Task statement: Return nothing but the lines from the line containing "Segment the cluster" through the last line of the records, reproduced exactly.

Rows from a dataset
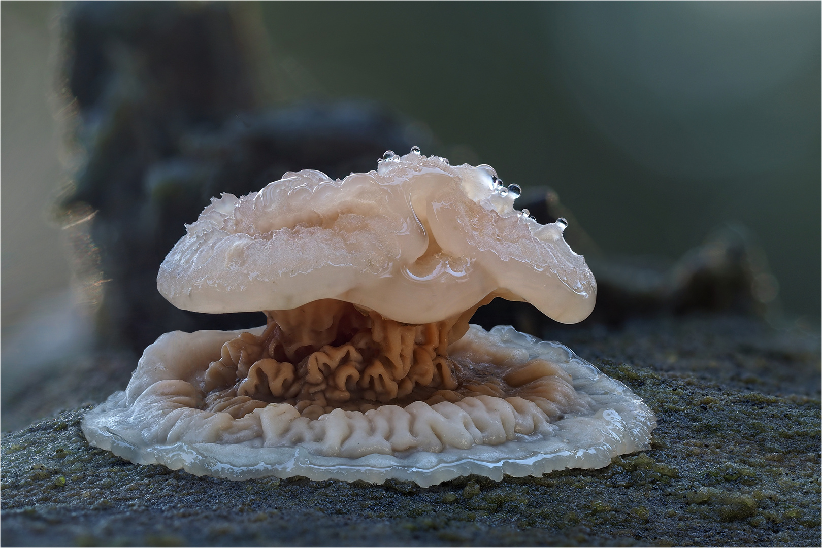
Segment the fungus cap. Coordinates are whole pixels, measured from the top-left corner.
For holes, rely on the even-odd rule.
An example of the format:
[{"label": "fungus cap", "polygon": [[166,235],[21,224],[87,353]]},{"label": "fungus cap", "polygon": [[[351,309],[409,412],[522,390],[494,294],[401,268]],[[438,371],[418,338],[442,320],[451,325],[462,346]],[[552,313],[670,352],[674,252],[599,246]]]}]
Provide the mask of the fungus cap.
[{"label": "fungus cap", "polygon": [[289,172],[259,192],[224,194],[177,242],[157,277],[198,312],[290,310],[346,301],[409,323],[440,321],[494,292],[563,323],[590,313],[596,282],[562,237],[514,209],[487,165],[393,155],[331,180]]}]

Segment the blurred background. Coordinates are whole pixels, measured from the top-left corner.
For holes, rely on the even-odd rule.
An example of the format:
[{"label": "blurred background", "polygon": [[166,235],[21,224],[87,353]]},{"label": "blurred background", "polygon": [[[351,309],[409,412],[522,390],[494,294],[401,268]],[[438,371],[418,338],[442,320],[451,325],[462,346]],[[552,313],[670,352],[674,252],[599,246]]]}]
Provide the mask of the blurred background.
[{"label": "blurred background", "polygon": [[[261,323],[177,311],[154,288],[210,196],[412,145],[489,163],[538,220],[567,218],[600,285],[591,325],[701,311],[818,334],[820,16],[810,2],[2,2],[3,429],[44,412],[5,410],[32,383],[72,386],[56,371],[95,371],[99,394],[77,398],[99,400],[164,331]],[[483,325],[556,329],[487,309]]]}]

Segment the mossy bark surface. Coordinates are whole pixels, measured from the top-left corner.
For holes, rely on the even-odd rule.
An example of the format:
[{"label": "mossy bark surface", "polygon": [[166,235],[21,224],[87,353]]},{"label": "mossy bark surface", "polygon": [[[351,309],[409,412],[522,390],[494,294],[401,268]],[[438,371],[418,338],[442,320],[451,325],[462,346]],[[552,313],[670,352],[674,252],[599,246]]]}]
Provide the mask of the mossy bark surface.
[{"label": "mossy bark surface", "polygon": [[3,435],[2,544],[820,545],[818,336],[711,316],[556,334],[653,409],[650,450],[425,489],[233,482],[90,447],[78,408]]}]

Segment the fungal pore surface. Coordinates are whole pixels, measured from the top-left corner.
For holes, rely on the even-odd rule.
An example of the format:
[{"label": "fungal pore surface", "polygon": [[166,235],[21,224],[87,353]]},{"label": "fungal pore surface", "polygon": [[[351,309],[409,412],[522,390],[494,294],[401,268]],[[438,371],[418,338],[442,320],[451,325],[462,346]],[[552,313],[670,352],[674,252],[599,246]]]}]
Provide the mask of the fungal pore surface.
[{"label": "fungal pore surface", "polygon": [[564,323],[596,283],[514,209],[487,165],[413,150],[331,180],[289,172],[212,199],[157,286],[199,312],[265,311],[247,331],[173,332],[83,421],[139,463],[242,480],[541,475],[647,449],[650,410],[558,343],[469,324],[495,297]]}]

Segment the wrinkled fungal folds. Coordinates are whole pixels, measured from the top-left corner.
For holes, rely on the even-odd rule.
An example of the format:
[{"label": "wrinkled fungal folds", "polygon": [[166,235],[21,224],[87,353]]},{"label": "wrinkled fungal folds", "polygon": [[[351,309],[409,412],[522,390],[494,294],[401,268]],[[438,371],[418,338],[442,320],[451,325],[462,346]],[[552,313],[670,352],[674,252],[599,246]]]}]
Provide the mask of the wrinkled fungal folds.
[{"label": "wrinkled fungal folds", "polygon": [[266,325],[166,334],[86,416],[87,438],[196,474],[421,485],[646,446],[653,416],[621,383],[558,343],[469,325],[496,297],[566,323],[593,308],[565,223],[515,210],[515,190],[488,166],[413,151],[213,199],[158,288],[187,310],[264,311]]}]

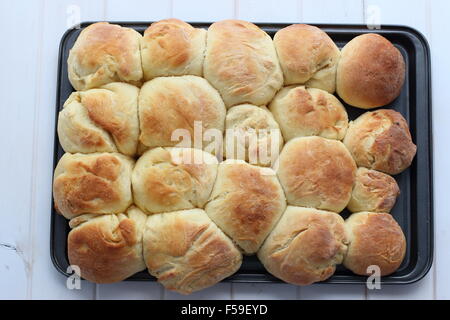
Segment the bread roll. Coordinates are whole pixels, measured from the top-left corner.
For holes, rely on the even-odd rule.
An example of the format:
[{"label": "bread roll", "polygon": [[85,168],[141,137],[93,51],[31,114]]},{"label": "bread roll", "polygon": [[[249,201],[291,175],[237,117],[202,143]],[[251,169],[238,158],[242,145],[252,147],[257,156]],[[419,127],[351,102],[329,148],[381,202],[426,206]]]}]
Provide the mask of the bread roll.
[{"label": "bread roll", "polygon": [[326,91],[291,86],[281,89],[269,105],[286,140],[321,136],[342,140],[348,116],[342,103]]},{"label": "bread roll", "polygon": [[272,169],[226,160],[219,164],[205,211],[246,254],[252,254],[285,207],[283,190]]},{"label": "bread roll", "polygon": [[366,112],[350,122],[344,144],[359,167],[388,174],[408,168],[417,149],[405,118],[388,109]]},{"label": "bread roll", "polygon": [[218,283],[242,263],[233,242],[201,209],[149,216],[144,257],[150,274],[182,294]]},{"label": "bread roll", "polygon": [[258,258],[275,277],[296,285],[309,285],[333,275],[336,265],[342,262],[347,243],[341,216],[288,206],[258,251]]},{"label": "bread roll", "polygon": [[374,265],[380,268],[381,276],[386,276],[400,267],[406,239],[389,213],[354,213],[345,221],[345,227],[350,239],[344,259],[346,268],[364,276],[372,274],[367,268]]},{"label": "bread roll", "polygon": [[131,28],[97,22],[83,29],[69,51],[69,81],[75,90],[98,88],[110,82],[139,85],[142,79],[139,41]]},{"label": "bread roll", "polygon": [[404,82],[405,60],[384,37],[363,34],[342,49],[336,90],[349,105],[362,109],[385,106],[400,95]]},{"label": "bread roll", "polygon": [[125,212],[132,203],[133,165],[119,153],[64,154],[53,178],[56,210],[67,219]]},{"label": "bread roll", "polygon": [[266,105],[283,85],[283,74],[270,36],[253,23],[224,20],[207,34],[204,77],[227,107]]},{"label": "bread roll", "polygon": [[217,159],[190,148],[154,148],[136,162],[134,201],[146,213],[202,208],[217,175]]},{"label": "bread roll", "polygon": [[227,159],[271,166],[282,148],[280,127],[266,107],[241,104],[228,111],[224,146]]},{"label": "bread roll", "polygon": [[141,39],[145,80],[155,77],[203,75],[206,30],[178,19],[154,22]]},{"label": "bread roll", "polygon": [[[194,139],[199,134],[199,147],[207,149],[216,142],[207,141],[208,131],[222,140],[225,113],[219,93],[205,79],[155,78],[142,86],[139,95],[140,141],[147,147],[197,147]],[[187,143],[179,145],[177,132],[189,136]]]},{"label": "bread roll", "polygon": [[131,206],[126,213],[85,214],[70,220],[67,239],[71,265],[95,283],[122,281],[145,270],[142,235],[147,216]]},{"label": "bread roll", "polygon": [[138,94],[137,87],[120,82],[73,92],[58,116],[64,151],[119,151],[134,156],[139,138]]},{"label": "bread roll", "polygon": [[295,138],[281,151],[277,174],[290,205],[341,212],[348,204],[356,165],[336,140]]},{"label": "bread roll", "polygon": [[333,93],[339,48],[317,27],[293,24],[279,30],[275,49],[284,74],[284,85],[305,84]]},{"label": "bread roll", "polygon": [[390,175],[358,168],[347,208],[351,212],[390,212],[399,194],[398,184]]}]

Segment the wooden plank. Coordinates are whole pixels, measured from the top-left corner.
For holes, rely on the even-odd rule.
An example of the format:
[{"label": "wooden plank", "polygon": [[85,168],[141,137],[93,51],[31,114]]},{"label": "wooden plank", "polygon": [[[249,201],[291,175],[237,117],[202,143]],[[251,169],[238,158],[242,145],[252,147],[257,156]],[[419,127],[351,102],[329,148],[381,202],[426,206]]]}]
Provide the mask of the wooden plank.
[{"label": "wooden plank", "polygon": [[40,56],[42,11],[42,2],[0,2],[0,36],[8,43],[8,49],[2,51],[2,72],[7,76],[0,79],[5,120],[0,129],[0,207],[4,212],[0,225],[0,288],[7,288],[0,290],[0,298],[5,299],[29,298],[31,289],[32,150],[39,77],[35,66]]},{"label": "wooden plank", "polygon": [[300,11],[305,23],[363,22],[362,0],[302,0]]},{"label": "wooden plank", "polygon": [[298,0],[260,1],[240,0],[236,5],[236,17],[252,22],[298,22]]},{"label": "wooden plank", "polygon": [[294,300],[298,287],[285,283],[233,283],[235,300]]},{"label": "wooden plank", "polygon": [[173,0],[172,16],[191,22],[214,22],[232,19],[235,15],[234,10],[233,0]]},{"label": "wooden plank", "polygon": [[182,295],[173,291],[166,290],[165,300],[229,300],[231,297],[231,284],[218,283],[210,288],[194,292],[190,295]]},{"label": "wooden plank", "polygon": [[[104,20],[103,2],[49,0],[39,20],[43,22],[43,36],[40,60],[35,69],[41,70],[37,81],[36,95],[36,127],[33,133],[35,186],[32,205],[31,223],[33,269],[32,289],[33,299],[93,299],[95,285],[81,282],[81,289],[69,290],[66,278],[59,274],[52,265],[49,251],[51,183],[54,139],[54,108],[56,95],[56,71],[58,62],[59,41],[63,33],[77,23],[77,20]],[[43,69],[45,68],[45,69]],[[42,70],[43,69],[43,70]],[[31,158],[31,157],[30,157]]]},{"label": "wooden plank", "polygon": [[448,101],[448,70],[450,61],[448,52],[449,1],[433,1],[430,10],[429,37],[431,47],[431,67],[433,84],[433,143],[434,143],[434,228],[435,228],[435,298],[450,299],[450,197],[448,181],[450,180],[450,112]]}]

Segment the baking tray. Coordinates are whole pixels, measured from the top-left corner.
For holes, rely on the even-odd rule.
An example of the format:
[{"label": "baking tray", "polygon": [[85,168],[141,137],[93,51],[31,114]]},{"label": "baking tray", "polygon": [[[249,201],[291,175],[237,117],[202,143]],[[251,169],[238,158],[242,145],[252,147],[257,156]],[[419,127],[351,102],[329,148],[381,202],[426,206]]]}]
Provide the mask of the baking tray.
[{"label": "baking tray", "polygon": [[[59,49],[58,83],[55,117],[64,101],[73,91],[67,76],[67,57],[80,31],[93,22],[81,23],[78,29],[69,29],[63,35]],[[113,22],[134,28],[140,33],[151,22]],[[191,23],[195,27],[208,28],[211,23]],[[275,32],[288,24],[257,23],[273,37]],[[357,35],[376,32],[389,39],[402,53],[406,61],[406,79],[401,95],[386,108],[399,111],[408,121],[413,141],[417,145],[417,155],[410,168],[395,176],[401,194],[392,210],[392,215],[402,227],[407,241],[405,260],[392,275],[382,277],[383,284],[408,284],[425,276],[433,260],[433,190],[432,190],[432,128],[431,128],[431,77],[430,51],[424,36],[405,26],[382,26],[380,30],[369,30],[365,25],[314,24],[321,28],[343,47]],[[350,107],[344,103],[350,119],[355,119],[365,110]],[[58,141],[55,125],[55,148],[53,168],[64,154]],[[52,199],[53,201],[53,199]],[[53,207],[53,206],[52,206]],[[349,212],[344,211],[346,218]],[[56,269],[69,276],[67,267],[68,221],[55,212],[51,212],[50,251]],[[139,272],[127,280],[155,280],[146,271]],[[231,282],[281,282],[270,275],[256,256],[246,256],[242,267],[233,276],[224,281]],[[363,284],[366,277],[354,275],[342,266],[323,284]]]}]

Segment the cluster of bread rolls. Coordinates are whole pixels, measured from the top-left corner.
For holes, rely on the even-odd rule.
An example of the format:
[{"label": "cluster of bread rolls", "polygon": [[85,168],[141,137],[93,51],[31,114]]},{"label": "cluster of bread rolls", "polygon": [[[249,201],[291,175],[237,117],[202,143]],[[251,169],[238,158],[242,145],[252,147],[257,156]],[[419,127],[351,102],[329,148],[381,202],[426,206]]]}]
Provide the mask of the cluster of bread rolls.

Solution to the problem:
Segment the cluster of bread rolls. Coordinates are whole pixels, measured from the top-left corner.
For holes, rely on the even-odd rule.
An example of the format:
[{"label": "cluster of bread rolls", "polygon": [[85,168],[141,137],[93,51],[31,114]]},{"label": "cluster of bread rolls", "polygon": [[[249,201],[291,175],[237,117],[202,143]],[[251,169],[238,158],[242,145],[252,147],[257,156]],[[419,127],[351,102],[329,148],[381,202],[426,206]]]}]
Provide the mask of the cluster of bread rolls.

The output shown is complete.